Short problem A
In the records, substitute "tight" for "snug" in the lines that begin at the line containing "Batch processing job — object class: sky." and stop after the line containing "0 0 512 198". Leave everything else in those lines as it is, and return only those lines.

Source document
— START —

A positive outlook remains for Canada's industrial and multi-family sectors despite the lingering effects of higher interest rates and borrowing costs


The latest results from Altus Group’s Canadian Investment Trends Survey (ITS) for the four benchmark asset classes show that the Overall Capitalization Rate (OCR) rose slightly to 5.77% in Q3 2023 compared to the previous quarter at 5.62% (Figure 1).

According to Statistics Canada’s Labour Force Survey (LFS), the labour market showed renewed buoyancy. As of September 2023, employment rose by 64,000 (0.3%), with the unemployment rate unchanged at 5.5%. This increase was insufficient to absorb all the new entrants into the labour market. Since the start of 2023, employment has grown by 30,000 per month on average. However, Statistics Canada estimates employment gains of 50,000 per month are needed to keep pace with population growth. Moreover, gains in employment were noted in educational services and transportation and warehousing. Meanwhile, losses in employment were noted in finance, insurance, real estate, rental and leasing, construction; and in information, culture, and recreation. Furthermore, Statistics Canada reported that a greater proportion of Canadians remained unemployed for longer, and more were working multiple jobs year-over-year. These trends suggest job seekers were experiencing difficulties finding employment, and needed multiple jobs to afford essential needs (e.g., groceries, clothing, transportation, and mortgage or rental payments).

— END —

Short problem B
Write out the text on Canadian investment trends word for word, beginning at the words "The latest results" and stopping after "5.62% (Figure 1).".

Exercise materials
— START —

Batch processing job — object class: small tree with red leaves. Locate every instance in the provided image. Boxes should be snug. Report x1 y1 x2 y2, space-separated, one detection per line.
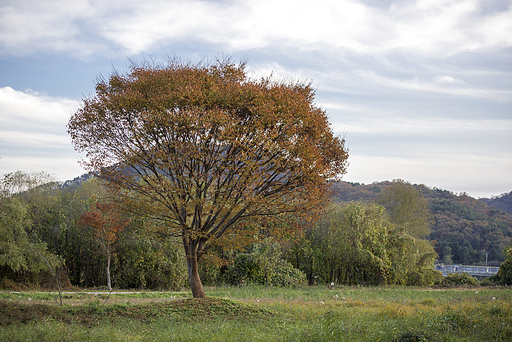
79 203 129 291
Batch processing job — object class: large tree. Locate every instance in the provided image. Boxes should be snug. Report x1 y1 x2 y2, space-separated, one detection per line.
68 60 348 297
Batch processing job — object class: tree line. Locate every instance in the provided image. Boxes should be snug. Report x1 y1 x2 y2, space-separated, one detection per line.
0 171 446 290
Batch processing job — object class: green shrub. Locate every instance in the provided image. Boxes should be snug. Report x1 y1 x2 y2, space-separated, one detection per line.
223 253 306 287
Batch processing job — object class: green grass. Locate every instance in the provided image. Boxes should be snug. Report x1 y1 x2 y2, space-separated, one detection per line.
0 286 512 342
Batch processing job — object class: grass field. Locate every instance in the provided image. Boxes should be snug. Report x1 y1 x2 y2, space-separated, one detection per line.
0 286 512 342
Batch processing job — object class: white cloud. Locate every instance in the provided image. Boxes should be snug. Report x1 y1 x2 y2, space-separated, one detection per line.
0 87 83 180
0 0 512 58
343 153 512 198
0 87 79 127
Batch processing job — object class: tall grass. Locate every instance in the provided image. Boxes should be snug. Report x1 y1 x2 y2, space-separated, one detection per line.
0 286 512 342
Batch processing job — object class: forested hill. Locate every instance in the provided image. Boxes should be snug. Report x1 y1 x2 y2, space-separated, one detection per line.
333 182 512 265
480 191 512 214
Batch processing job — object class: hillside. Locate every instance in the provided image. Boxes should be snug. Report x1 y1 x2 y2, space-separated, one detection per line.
334 182 512 266
480 191 512 214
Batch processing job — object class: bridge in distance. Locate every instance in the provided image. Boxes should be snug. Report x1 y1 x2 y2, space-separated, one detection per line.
436 265 500 277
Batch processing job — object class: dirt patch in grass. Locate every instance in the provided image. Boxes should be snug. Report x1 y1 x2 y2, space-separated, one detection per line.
0 297 273 326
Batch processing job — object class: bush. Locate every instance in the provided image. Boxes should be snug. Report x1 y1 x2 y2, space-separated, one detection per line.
224 253 306 287
407 268 444 286
438 272 479 286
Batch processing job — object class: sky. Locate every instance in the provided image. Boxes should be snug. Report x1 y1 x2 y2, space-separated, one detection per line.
0 0 512 198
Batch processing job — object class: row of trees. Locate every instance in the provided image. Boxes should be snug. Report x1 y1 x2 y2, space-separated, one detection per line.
330 182 512 266
0 172 444 289
0 172 186 289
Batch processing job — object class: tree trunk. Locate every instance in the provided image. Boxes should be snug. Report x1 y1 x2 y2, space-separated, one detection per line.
184 242 206 298
107 252 112 291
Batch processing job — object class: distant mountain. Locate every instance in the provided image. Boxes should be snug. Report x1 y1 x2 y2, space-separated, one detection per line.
333 181 512 266
480 191 512 214
61 173 94 188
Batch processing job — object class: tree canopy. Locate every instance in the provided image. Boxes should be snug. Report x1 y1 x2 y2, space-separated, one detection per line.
68 60 348 297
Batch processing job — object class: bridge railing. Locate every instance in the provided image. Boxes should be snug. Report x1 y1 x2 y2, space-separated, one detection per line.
436 265 500 277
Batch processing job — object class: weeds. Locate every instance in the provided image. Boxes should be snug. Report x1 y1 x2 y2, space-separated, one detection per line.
0 286 512 342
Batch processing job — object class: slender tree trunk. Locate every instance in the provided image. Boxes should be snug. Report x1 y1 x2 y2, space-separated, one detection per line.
107 252 112 291
183 241 206 298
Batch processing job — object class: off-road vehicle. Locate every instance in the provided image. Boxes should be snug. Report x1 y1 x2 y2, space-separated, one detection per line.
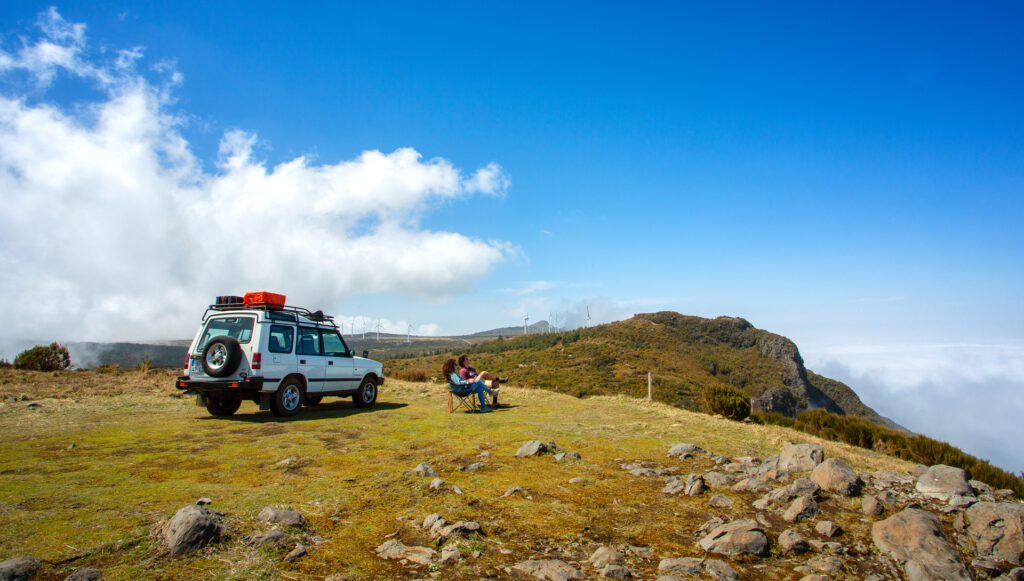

— END —

Worked answer A
Batch processing job — object class: sky. Locate every instance in the provided image. Boxes should be tight. Report x1 y1 x2 y2, space-separated, one detection per line.
0 0 512 198

Worked answer B
The latest results from Altus Group’s Canadian Investment Trends Survey (ITS) for the four benchmark asset classes show that the Overall Capitalization Rate (OCR) rose slightly to 5.77% in Q3 2023 compared to the previous quarter at 5.62% (Figure 1).